**Requirement**
Say how many lines of the data below contain the string "cord". Reply with the number alone.

★ ★ ★ ★ ★

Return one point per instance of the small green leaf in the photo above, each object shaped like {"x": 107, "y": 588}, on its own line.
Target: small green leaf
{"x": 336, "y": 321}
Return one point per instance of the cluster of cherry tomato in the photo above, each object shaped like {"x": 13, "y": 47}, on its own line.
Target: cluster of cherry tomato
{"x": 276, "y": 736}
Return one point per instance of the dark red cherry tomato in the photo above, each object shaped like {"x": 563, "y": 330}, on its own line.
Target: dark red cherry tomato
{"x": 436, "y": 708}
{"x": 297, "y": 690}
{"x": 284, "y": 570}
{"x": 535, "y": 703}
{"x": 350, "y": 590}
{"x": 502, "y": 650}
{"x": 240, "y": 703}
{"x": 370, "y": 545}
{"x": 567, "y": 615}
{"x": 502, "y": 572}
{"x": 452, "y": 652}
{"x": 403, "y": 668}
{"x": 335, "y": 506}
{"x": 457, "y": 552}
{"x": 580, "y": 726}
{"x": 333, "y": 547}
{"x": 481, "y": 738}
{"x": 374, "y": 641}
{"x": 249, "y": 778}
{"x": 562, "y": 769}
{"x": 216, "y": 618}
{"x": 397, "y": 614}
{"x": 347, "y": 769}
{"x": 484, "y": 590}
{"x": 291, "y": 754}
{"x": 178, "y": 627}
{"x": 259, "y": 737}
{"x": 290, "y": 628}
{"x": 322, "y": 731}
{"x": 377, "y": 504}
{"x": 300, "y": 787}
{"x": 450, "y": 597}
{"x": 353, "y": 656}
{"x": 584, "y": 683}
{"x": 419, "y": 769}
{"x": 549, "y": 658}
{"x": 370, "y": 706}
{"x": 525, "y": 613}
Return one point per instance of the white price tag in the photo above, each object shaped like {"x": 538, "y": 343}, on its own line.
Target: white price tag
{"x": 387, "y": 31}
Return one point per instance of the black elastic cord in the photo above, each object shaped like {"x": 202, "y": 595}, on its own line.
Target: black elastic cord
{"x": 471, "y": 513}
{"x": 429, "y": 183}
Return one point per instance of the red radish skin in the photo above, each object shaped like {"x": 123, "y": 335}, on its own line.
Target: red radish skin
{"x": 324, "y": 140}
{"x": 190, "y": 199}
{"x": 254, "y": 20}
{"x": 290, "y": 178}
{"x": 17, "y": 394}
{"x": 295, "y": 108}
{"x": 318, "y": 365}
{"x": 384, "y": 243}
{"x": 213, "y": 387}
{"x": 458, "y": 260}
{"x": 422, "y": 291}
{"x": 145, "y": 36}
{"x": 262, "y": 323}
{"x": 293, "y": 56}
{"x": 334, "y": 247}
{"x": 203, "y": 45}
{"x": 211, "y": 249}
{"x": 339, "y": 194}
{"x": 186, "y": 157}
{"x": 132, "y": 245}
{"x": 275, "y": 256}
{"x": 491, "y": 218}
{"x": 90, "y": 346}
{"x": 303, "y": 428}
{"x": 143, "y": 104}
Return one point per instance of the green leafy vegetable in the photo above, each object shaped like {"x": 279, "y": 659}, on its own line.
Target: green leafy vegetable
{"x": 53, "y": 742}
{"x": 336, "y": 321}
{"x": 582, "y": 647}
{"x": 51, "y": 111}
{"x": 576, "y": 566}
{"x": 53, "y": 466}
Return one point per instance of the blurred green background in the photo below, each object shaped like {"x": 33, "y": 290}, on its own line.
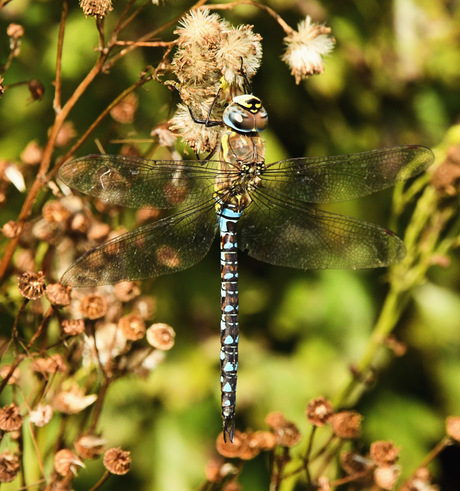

★ ★ ★ ★ ★

**Solution to this problem**
2